### RECORDS FOR THIS EXERCISE:
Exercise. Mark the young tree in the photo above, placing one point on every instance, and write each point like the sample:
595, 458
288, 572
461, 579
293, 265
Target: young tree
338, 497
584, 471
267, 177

### PROBLEM REQUIREMENTS:
Reproduce every one of the records above verbatim, line for line, changing nothing.

### FINAL RESULT:
Exercise. Mark the young tree in the photo above, placing one point on every instance, and write each point like the sample:
595, 458
288, 572
461, 579
293, 265
Target: young tree
338, 497
584, 471
267, 177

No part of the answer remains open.